WHAT IS BEING ASKED
Format every line of the items below as a numbered list, omitting blank lines.

:: ITEMS ::

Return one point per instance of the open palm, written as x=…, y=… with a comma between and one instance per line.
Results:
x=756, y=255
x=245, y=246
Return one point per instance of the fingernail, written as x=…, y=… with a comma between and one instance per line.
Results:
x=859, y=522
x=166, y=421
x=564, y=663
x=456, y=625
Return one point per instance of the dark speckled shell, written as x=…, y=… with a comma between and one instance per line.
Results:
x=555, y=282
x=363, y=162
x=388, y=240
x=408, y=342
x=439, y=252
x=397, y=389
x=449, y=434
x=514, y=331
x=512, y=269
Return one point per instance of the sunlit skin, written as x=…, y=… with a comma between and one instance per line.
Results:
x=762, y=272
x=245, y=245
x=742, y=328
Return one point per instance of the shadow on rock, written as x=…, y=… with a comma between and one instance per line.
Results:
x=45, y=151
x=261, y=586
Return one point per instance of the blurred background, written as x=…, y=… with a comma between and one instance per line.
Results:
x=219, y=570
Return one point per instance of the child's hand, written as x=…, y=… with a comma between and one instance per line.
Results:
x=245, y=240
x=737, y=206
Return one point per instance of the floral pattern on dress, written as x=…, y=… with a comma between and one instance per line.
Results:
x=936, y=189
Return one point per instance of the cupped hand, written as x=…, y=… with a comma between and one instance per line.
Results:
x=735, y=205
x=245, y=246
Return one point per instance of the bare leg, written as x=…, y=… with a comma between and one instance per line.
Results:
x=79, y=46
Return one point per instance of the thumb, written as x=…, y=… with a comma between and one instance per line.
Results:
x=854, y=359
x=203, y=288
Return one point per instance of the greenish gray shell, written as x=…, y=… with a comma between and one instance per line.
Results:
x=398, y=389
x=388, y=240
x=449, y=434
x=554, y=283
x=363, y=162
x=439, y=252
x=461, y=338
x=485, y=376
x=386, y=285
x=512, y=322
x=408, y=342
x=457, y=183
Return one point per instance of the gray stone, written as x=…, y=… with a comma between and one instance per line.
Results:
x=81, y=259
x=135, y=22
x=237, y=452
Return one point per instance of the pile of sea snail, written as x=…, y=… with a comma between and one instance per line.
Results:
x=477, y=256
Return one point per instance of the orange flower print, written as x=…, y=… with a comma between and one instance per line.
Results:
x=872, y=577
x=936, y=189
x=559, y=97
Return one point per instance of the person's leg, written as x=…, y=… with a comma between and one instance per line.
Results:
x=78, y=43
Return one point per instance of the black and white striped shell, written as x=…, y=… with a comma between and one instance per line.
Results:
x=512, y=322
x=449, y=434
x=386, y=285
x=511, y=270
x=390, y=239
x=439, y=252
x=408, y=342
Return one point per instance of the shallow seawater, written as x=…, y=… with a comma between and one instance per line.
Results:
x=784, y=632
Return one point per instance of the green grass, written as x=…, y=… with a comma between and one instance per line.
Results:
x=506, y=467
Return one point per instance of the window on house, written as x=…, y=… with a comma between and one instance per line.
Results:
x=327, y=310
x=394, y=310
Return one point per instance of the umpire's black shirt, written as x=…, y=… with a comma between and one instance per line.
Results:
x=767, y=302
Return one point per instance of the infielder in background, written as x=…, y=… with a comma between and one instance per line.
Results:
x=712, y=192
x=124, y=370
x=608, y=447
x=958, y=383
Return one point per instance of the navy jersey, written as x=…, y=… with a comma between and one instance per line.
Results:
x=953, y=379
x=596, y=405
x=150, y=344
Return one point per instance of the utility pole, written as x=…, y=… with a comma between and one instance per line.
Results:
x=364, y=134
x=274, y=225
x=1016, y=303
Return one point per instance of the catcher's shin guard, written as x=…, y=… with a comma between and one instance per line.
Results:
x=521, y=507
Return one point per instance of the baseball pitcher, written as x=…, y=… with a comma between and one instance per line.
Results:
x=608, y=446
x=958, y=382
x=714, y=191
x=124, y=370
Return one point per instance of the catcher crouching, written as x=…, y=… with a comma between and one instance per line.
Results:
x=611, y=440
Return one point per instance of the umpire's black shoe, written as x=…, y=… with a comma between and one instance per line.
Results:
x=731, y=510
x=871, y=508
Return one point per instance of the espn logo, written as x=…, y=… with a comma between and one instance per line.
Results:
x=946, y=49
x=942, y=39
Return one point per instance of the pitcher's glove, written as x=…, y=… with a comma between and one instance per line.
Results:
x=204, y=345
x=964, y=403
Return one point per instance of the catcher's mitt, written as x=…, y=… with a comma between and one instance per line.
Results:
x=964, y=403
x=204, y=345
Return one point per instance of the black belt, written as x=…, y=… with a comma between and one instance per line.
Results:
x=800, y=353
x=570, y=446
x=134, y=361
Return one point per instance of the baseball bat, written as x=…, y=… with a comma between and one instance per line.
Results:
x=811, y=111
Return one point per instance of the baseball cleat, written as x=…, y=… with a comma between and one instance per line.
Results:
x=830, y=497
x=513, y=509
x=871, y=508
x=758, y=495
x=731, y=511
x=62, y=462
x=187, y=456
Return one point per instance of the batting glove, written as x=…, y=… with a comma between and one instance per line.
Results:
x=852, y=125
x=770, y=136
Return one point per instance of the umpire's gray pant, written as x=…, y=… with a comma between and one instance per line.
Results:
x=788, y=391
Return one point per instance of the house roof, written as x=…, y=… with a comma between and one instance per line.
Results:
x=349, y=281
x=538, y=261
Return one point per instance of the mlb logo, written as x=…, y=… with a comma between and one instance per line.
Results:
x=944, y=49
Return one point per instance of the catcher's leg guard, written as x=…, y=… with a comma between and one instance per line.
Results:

:::

REPLY TO THE TASK
1. Return one point per instance of the open palm, written as x=…, y=… with a comma between and one instance per line.
2. Results:
3. x=756, y=255
4. x=245, y=246
5. Return one point per instance of the fingernail, written as x=…, y=… with a comma between and one instance per line.
6. Results:
7. x=859, y=522
8. x=166, y=421
9. x=564, y=663
10. x=456, y=625
11. Return one point per instance of the dark speckled shell, written as x=…, y=… with a comma between and one instance per line.
12. Results:
13. x=555, y=282
14. x=363, y=162
15. x=388, y=240
16. x=408, y=342
17. x=439, y=252
18. x=397, y=389
19. x=449, y=434
20. x=514, y=331
21. x=512, y=269
22. Return one point per instance of the sunlit skin, written as x=…, y=… with a comma between and one instance per line.
23. Results:
24. x=762, y=272
25. x=245, y=245
26. x=742, y=328
27. Return one point per instance of the shadow on rock, written as x=…, y=… with a comma between and one instance per line.
28. Results:
29. x=45, y=151
30. x=261, y=586
31. Return one point per instance of the blurred background, written as x=…, y=… with a comma between and one instance per line.
32. Results:
33. x=219, y=570
34. Return one point per instance of the child's hand, written as x=…, y=… with a comma between and one instance per line.
35. Results:
36. x=245, y=240
37. x=737, y=206
38. Return one point per instance of the floral pattern on dress, written as x=…, y=… with a comma between and one instance per line.
39. Results:
40. x=936, y=189
41. Return one point per instance of the cupped hand, written as x=…, y=… with a comma between and one instance per line.
42. Results:
43. x=735, y=205
44. x=245, y=246
45. Return one point per instance of the bare leg, written as x=…, y=… with a comma between and one instance per line.
46. Results:
47. x=79, y=46
48. Return one point per instance of the thumb, written as x=…, y=… with a comma between and one instance per line.
49. Results:
50. x=854, y=359
51. x=203, y=288
52. Return one point per instance of the greenish gray shell, written as x=…, y=… with a comma between and one instance per line.
53. Results:
54. x=398, y=389
55. x=388, y=240
56. x=449, y=434
57. x=554, y=283
58. x=363, y=162
59. x=439, y=252
60. x=461, y=338
61. x=485, y=376
62. x=386, y=285
63. x=512, y=322
64. x=408, y=342
65. x=457, y=183
66. Return one point per instance of the gray stone, written as x=…, y=… with a comma between and one instance per line.
67. Results:
68. x=81, y=259
69. x=135, y=22
70. x=237, y=452
71. Return one point per instance of the pile of sea snail, written as x=…, y=… with a comma between and one instance per line.
72. Results:
73. x=477, y=256
74. Return one point per instance of the orange flower print, written as x=…, y=… with a comma between and one instance per line.
75. Results:
76. x=872, y=577
77. x=936, y=189
78. x=559, y=97
79. Return one point per instance of the person's leg, written as x=…, y=… with a comma between and one instance per line.
80. Results:
81. x=78, y=43
82. Return one point per instance of the black and white striped shell, written as x=…, y=… with a comma between and one instance per line.
83. Results:
84. x=512, y=322
85. x=449, y=434
86. x=386, y=285
87. x=511, y=270
88. x=390, y=239
89. x=439, y=252
90. x=408, y=342
91. Return one point per instance of the shallow seawater, written as x=…, y=… with a comma between and one instance per line.
92. Results:
93. x=784, y=632
94. Return one point per instance of the green grass, written as x=…, y=… with a comma between and one instance per line.
95. Results:
96. x=506, y=467
97. Return one point per instance of the window on house, written as x=…, y=… with a comma between and one instance per line.
98. Results:
99. x=327, y=310
100. x=394, y=310
101. Return one point per instance of the umpire's black shirt, written as x=…, y=… with a comma between and one instance per line.
102. Results:
103. x=767, y=302
104. Return one point per instance of the infielder in background, written as x=…, y=… with a comma between and one instance per line.
105. Results:
106. x=712, y=192
107. x=124, y=370
108. x=608, y=447
109. x=958, y=383
110. Return one point per instance of the navy jersey, written as x=…, y=… with a comma between and one instance per line.
111. Results:
112. x=953, y=379
113. x=596, y=405
114. x=150, y=344
115. Return one point per instance of the utility pole, written as x=…, y=… with a comma between and one instance per line.
116. Results:
117. x=364, y=134
118. x=274, y=225
119. x=1016, y=303
120. Return one point per instance of the catcher's shin guard, written as x=…, y=… with a comma between and one instance per line.
121. Results:
122. x=521, y=507
123. Return one point per instance of the baseball pitcher, written as x=…, y=… with a comma between and one instance per line.
124. Results:
125. x=608, y=446
126. x=958, y=382
127. x=714, y=191
128. x=124, y=370
129. Return one point per instance of the catcher crouching, written as x=…, y=… with a comma between and one instance per line.
130. Results:
131. x=611, y=440
132. Return one point per instance of the umpire's black shoe, written as x=…, y=… with a comma between and one instance per line.
133. Results:
134. x=731, y=510
135. x=871, y=508
136. Return one point per instance of the espn logo, written as x=…, y=… with a comma between and one instance per line.
137. Results:
138. x=946, y=49
139. x=942, y=39
140. Return one point per instance of the pitcher's glove, written as x=…, y=… with a comma between and one instance per line.
141. Results:
142. x=204, y=345
143. x=964, y=403
144. Return one point per instance of the catcher's mitt, written as x=…, y=… with a comma between and one instance per line.
145. Results:
146. x=964, y=403
147. x=204, y=345
148. Return one point per instance of the black belt, written as x=…, y=… with a comma between and one instance per line.
149. Results:
150. x=800, y=353
151. x=570, y=446
152. x=134, y=361
153. Return one point per instance of the baseball bat, written as x=…, y=… with a comma between and one instance per line.
154. Results:
155. x=811, y=111
156. Return one point per instance of the baseball cleat, written as x=…, y=… with a comma between and one instance per line.
157. Results:
158. x=830, y=497
159. x=513, y=509
160. x=871, y=508
161. x=758, y=495
162. x=731, y=511
163. x=62, y=462
164. x=187, y=456
165. Return one point per instance of the batting glove, written as x=…, y=… with a comma between and one instance per line.
166. Results:
167. x=852, y=125
168. x=770, y=136
169. Return one point per instance of the umpire's gray pant, written as x=…, y=… with a comma between and one instance per line.
170. Results:
171. x=788, y=391
172. Return one point per instance of the house roof, written as x=…, y=… with a comma between and one instance per line.
173. Results:
174. x=349, y=281
175. x=538, y=261
176. Return one point per instance of the mlb logo, written as x=…, y=… with a comma between and one instance per line.
177. Results:
178. x=944, y=49
179. Return one point per instance of the catcher's leg guard, written as x=…, y=… with a comma between and one instance per line.
180. Results:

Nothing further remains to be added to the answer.